**Record excerpts**

□ □ □

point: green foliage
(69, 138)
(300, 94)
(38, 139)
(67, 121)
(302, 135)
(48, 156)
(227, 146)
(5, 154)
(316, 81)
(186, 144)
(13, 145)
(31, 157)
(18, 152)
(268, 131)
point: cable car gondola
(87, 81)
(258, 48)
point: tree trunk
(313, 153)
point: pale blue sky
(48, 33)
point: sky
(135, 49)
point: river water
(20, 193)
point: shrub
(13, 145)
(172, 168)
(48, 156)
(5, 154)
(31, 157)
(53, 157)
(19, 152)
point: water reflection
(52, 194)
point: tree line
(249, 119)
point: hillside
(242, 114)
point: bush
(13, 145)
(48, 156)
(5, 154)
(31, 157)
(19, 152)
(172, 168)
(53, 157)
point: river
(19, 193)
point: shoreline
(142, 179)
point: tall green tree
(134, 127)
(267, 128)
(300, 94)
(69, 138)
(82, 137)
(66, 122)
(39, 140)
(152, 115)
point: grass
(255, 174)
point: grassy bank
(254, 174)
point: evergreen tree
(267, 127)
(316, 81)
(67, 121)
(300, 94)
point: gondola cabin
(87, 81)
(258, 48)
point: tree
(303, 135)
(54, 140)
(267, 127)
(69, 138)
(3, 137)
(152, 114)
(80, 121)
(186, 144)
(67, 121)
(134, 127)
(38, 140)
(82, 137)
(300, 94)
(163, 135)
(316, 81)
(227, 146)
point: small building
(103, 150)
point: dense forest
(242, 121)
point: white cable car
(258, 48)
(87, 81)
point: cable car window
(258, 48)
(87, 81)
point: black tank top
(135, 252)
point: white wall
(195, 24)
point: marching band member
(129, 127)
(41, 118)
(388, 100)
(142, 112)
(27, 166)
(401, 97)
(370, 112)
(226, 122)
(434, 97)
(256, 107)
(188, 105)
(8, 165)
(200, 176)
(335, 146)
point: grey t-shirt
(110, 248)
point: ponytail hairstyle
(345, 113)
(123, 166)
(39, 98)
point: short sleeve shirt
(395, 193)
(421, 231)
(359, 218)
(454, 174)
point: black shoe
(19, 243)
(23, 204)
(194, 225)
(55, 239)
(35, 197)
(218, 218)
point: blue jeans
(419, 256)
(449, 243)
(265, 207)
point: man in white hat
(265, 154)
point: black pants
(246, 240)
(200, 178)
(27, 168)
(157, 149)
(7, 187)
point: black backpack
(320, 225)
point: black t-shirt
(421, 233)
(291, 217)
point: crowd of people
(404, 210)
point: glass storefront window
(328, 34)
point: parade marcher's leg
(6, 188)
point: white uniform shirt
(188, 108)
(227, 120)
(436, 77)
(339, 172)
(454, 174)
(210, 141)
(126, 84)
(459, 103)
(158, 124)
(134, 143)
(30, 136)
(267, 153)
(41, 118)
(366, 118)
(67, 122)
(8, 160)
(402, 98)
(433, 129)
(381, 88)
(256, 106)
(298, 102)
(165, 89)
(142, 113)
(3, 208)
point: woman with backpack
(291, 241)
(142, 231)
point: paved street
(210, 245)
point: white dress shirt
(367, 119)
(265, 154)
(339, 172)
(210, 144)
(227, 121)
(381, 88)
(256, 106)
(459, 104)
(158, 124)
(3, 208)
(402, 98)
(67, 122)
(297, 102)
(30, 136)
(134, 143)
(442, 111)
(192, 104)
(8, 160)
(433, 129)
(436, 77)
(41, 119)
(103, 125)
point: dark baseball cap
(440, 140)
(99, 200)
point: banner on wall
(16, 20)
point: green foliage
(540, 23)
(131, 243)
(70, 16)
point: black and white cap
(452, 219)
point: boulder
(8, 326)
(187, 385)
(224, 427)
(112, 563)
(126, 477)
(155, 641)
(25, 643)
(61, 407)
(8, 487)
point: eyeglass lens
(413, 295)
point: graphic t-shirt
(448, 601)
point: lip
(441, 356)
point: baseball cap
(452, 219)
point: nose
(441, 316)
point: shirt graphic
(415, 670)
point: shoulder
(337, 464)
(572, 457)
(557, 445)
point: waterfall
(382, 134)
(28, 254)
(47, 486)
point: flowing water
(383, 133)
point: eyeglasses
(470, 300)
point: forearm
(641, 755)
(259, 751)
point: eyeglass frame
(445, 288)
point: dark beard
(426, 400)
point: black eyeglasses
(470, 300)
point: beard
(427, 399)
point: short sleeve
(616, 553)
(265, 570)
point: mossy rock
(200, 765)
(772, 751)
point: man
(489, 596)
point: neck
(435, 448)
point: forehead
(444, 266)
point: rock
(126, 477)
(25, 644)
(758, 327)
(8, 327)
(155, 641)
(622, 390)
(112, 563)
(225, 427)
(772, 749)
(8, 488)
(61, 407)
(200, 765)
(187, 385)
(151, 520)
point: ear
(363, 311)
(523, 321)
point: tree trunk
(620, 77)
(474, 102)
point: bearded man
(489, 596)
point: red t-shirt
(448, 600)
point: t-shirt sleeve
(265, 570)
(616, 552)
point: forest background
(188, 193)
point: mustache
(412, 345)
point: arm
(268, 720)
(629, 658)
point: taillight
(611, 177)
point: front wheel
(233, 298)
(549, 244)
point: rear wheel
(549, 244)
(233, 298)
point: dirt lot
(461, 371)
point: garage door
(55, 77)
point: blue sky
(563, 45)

□ □ □

**Exercise description**
Rewrite the listing above as a Markdown table with the columns Row and Listing line. Number each row and leave out any blank lines.

**Answer to this exercise**
| Row | Listing line |
|---|---|
| 1 | point: green foliage |
| 2 | (69, 138) |
| 3 | (300, 94) |
| 4 | (38, 139) |
| 5 | (67, 121) |
| 6 | (302, 135) |
| 7 | (48, 156) |
| 8 | (227, 146) |
| 9 | (5, 154) |
| 10 | (316, 81) |
| 11 | (186, 144) |
| 12 | (13, 145) |
| 13 | (31, 157) |
| 14 | (18, 152) |
| 15 | (268, 131) |
| 16 | point: cable car gondola |
| 17 | (87, 81) |
| 18 | (258, 48) |
| 19 | point: tree trunk |
| 20 | (313, 153) |
| 21 | point: pale blue sky |
| 22 | (48, 33) |
| 23 | point: sky |
| 24 | (135, 49) |
| 25 | point: river water |
| 26 | (20, 193) |
| 27 | point: shrub |
| 28 | (13, 145) |
| 29 | (172, 168) |
| 30 | (48, 156) |
| 31 | (5, 154) |
| 32 | (31, 157) |
| 33 | (53, 157) |
| 34 | (19, 152) |
| 35 | point: water reflection |
| 36 | (52, 194) |
| 37 | point: tree line |
| 38 | (249, 119) |
| 39 | point: hillside |
| 40 | (242, 114) |
| 41 | point: bush |
| 42 | (13, 145) |
| 43 | (48, 156) |
| 44 | (5, 154) |
| 45 | (31, 157) |
| 46 | (19, 152) |
| 47 | (172, 168) |
| 48 | (53, 157) |
| 49 | point: river |
| 50 | (19, 193) |
| 51 | point: shoreline |
| 52 | (142, 179) |
| 53 | point: tall green tree |
| 54 | (134, 127) |
| 55 | (267, 128) |
| 56 | (300, 94) |
| 57 | (69, 138) |
| 58 | (82, 137) |
| 59 | (66, 122) |
| 60 | (39, 140) |
| 61 | (152, 115) |
| 62 | point: grass |
| 63 | (255, 174) |
| 64 | point: grassy bank |
| 65 | (254, 174) |
| 66 | point: evergreen tree |
| 67 | (267, 127) |
| 68 | (316, 81) |
| 69 | (67, 121) |
| 70 | (300, 94) |
| 71 | point: gondola cabin |
| 72 | (87, 81) |
| 73 | (258, 48) |
| 74 | point: tree |
| 75 | (303, 135) |
| 76 | (54, 140) |
| 77 | (267, 127) |
| 78 | (69, 138) |
| 79 | (3, 137) |
| 80 | (152, 114) |
| 81 | (80, 121) |
| 82 | (186, 144) |
| 83 | (67, 121) |
| 84 | (134, 127) |
| 85 | (38, 140) |
| 86 | (82, 137) |
| 87 | (300, 94) |
| 88 | (163, 135) |
| 89 | (316, 81) |
| 90 | (227, 146) |
| 91 | point: small building |
| 92 | (103, 150) |
| 93 | point: dense forest |
| 94 | (242, 121) |
| 95 | point: white cable car |
| 96 | (258, 48) |
| 97 | (87, 81) |
| 98 | point: cable car window |
| 99 | (258, 48) |
| 100 | (87, 81) |
| 101 | point: black tank top |
| 102 | (135, 252) |
| 103 | point: white wall |
| 104 | (195, 24) |
| 105 | point: marching band member |
| 106 | (129, 127) |
| 107 | (41, 118) |
| 108 | (388, 100) |
| 109 | (142, 112) |
| 110 | (27, 166) |
| 111 | (401, 97) |
| 112 | (370, 112) |
| 113 | (226, 122) |
| 114 | (434, 97) |
| 115 | (256, 107) |
| 116 | (188, 105) |
| 117 | (8, 165) |
| 118 | (200, 176) |
| 119 | (335, 146) |
| 120 | point: grey t-shirt |
| 121 | (110, 248) |
| 122 | point: ponytail hairstyle |
| 123 | (345, 113) |
| 124 | (123, 166) |
| 125 | (39, 98) |
| 126 | point: short sleeve shirt |
| 127 | (395, 193) |
| 128 | (421, 231) |
| 129 | (359, 218) |
| 130 | (454, 174) |
| 131 | point: black shoe |
| 132 | (19, 243) |
| 133 | (23, 204) |
| 134 | (194, 225) |
| 135 | (55, 239) |
| 136 | (35, 197) |
| 137 | (218, 218) |
| 138 | point: blue jeans |
| 139 | (419, 256) |
| 140 | (449, 243) |
| 141 | (265, 207) |
| 142 | point: man in white hat |
| 143 | (265, 154) |
| 144 | point: black pants |
| 145 | (246, 240) |
| 146 | (200, 178) |
| 147 | (27, 168) |
| 148 | (157, 149) |
| 149 | (7, 187) |
| 150 | point: black backpack |
| 151 | (320, 225) |
| 152 | point: black t-shirt |
| 153 | (421, 233) |
| 154 | (291, 217) |
| 155 | point: crowd of people |
| 156 | (404, 210) |
| 157 | point: glass storefront window |
| 158 | (328, 34) |
| 159 | point: parade marcher's leg |
| 160 | (6, 188) |
| 161 | point: white uniform shirt |
| 162 | (188, 108) |
| 163 | (227, 120) |
| 164 | (436, 77) |
| 165 | (339, 172) |
| 166 | (454, 174) |
| 167 | (210, 141) |
| 168 | (126, 84) |
| 169 | (459, 103) |
| 170 | (158, 124) |
| 171 | (134, 143) |
| 172 | (30, 136) |
| 173 | (267, 153) |
| 174 | (41, 118) |
| 175 | (366, 118) |
| 176 | (67, 122) |
| 177 | (8, 160) |
| 178 | (402, 98) |
| 179 | (433, 129) |
| 180 | (381, 88) |
| 181 | (256, 106) |
| 182 | (298, 102) |
| 183 | (165, 89) |
| 184 | (142, 113) |
| 185 | (3, 208) |
| 186 | point: woman with backpack |
| 187 | (291, 241) |
| 188 | (142, 231) |
| 189 | point: paved street |
| 190 | (210, 245) |
| 191 | point: white dress shirt |
| 192 | (367, 119) |
| 193 | (265, 154) |
| 194 | (339, 172) |
| 195 | (210, 144) |
| 196 | (227, 121) |
| 197 | (381, 88) |
| 198 | (256, 106) |
| 199 | (459, 104) |
| 200 | (158, 124) |
| 201 | (3, 208) |
| 202 | (402, 98) |
| 203 | (67, 122) |
| 204 | (297, 102) |
| 205 | (30, 136) |
| 206 | (134, 143) |
| 207 | (442, 111) |
| 208 | (192, 104) |
| 209 | (8, 160) |
| 210 | (433, 129) |
| 211 | (436, 77) |
| 212 | (41, 119) |
| 213 | (103, 125) |
| 214 | point: dark baseball cap |
| 215 | (440, 140) |
| 216 | (99, 200) |
| 217 | point: banner on wall |
| 218 | (16, 20) |
| 219 | point: green foliage |
| 220 | (540, 23) |
| 221 | (131, 243) |
| 222 | (70, 16) |
| 223 | point: black and white cap |
| 224 | (452, 219) |
| 225 | point: boulder |
| 226 | (8, 326) |
| 227 | (187, 385) |
| 228 | (224, 427) |
| 229 | (112, 563) |
| 230 | (126, 477) |
| 231 | (155, 641) |
| 232 | (25, 643) |
| 233 | (61, 407) |
| 234 | (8, 487) |
| 235 | point: eyeglass lens |
| 236 | (413, 295) |
| 237 | point: graphic t-shirt |
| 238 | (448, 601) |
| 239 | point: lip |
| 240 | (441, 356) |
| 241 | point: baseball cap |
| 242 | (452, 219) |
| 243 | point: nose |
| 244 | (441, 316) |
| 245 | point: shirt graphic |
| 246 | (415, 670) |
| 247 | point: shoulder |
| 248 | (337, 464) |
| 249 | (572, 457) |
| 250 | (557, 445) |
| 251 | point: waterfall |
| 252 | (382, 134) |
| 253 | (28, 254) |
| 254 | (47, 486) |
| 255 | point: flowing water |
| 256 | (383, 133) |
| 257 | point: eyeglasses |
| 258 | (470, 300) |
| 259 | point: forearm |
| 260 | (641, 755) |
| 261 | (259, 751) |
| 262 | point: eyeglass frame |
| 263 | (445, 288) |
| 264 | point: dark beard |
| 265 | (426, 400) |
| 266 | point: black eyeglasses |
| 267 | (470, 300) |
| 268 | point: beard |
| 269 | (427, 399) |
| 270 | point: short sleeve |
| 271 | (616, 553) |
| 272 | (265, 570) |
| 273 | point: mossy rock |
| 274 | (200, 765) |
| 275 | (772, 751) |
| 276 | point: man |
| 277 | (489, 596) |
| 278 | point: neck |
| 279 | (435, 448) |
| 280 | point: forehead |
| 281 | (444, 266) |
| 282 | point: rock |
| 283 | (126, 477) |
| 284 | (25, 644) |
| 285 | (758, 327) |
| 286 | (8, 327) |
| 287 | (155, 641) |
| 288 | (622, 390) |
| 289 | (112, 563) |
| 290 | (225, 427) |
| 291 | (772, 749) |
| 292 | (8, 488) |
| 293 | (61, 407) |
| 294 | (200, 765) |
| 295 | (187, 385) |
| 296 | (151, 520) |
| 297 | point: ear |
| 298 | (363, 311) |
| 299 | (523, 321) |
| 300 | point: tree trunk |
| 301 | (620, 77) |
| 302 | (474, 102) |
| 303 | point: bearded man |
| 304 | (489, 596) |
| 305 | point: red t-shirt |
| 306 | (448, 600) |
| 307 | point: t-shirt sleeve |
| 308 | (265, 570) |
| 309 | (616, 552) |
| 310 | point: forest background |
| 311 | (188, 193) |
| 312 | point: mustache |
| 313 | (412, 345) |
| 314 | point: arm |
| 315 | (268, 720) |
| 316 | (629, 658) |
| 317 | point: taillight |
| 318 | (611, 177) |
| 319 | point: front wheel |
| 320 | (233, 298) |
| 321 | (549, 244) |
| 322 | point: rear wheel |
| 323 | (549, 244) |
| 324 | (233, 298) |
| 325 | point: dirt lot |
| 326 | (461, 371) |
| 327 | point: garage door |
| 328 | (55, 77) |
| 329 | point: blue sky |
| 330 | (563, 45) |